* _Written problem_
Please read the forum thread about Club Select: according to the reply in it, what has replaced Club Select?

* _Text shown_
** Start **

# Question about Club Select



## chemteach (Jul 15, 2016)

I purchased several resorts (all resale) with a company that was later purchased by DRI.  I then purchased points with DRI in order to bring all my other resorts into DRI so I could use the units as DRI points.  The DRI purchase was about 7 years ago.  At that time, Club Select existed, but I don't remember anything about being able to deposit my non-DRI weeks (I also own a few other timeshare weeks) into DRI.  

So - to the question - does anyone know if all DRI owners can deposit non-DRI weeks into DRI for points using Club Select?  Or did this have to be written into a contract at the time of purchase?  I have been reading about Club Combo and know that this seems to have replaced Club Select.  I already have Gold membership in DRI - and don't care about depositing weeks to try to get to platinum.  I am just wondering if I should be able to deposit my other timeshare weeks into DRI to get more DRI points for reservations.

Thanks in advance for any help!  (I'm actually quite happy with my DRI ownership.  Being able to deposit my other weeks to get DRI points would be a great advantage!)


----------



## Michael1991 (Jul 15, 2016)

chemteach said:


> So - to the question - does anyone know if all DRI owners can deposit non-DRI weeks into DRI for points using Club Select?  Or did this have to be written into a contract at the time of purchase?  I have been reading about Club Combo and know that this seems to have replaced Club Select.



Yes, Club Combination has replaced Club Select. My understanding is that deeded weeks are assigned to Club Combo only when a purchase is made. They cannot be deposed later (unless you make another purchase). So the answer to your first question is "no" and to your second question, "yes".

** End **

* _Dataset rows_
** Start **

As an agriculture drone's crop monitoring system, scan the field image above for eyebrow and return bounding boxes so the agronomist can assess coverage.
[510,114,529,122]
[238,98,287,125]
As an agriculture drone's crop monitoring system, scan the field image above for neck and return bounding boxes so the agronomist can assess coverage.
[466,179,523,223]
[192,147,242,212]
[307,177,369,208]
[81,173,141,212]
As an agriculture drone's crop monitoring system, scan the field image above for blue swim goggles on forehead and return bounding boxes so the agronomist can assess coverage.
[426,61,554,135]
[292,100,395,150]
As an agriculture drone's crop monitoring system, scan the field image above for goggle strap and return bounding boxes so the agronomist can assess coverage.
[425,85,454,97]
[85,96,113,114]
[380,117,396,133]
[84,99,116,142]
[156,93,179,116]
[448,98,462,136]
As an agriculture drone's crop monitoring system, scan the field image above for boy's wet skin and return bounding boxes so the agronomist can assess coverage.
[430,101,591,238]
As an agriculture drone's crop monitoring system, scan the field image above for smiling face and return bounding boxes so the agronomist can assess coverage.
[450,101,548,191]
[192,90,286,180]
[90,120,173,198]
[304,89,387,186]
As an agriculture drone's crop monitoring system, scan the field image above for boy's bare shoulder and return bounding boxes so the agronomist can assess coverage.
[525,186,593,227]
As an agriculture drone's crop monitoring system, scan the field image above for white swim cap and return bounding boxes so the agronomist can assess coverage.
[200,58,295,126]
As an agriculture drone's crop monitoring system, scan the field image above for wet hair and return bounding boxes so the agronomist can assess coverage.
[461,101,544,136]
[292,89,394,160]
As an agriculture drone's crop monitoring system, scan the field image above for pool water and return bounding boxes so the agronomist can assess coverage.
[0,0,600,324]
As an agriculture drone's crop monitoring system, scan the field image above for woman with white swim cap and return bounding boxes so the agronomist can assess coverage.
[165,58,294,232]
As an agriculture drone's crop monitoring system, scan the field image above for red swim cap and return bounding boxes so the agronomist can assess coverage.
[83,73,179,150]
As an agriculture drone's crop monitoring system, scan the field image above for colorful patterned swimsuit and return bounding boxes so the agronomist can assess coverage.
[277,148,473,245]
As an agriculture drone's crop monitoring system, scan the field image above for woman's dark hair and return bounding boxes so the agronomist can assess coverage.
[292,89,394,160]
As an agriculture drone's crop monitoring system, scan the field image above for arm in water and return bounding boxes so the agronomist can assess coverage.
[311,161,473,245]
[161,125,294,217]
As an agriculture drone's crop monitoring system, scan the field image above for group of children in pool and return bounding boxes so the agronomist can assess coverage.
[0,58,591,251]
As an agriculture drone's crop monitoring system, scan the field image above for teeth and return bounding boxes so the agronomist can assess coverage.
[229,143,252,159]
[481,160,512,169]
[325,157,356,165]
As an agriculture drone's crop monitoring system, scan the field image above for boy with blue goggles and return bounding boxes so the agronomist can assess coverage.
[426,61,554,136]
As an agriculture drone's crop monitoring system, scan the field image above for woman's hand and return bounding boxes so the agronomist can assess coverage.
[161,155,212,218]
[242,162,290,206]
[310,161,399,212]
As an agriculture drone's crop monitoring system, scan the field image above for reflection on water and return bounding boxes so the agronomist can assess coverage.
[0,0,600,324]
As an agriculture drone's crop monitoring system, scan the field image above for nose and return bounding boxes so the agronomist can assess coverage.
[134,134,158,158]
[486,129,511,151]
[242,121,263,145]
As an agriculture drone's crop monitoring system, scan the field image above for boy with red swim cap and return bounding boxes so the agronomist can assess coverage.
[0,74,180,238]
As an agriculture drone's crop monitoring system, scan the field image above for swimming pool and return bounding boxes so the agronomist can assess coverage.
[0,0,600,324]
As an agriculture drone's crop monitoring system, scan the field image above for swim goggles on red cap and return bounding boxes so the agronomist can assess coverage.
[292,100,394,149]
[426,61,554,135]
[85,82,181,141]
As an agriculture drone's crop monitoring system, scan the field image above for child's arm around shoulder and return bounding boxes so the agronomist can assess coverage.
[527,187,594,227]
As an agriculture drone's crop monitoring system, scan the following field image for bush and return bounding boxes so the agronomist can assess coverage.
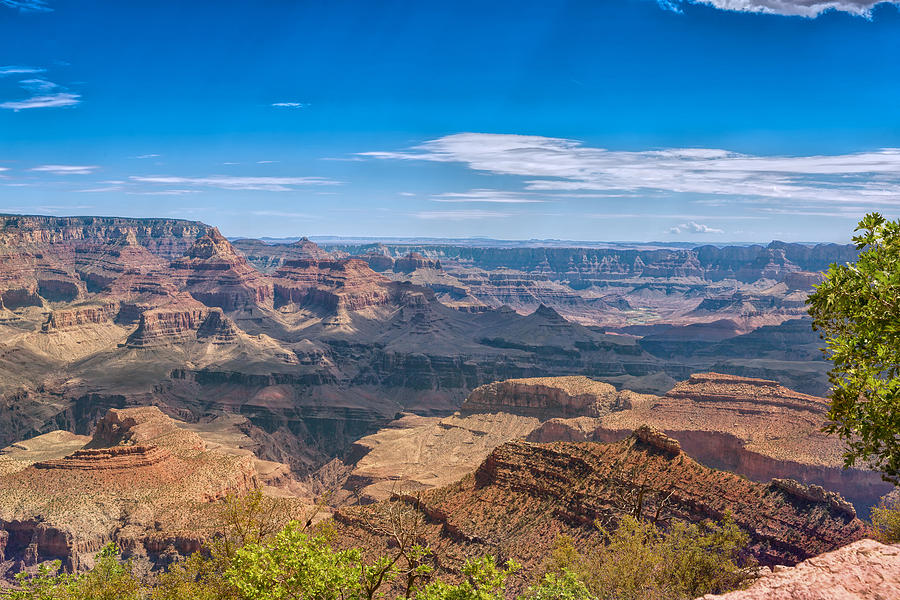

** End **

* _Task answer_
Club Combination, also called Club Combo, has replaced Club Select.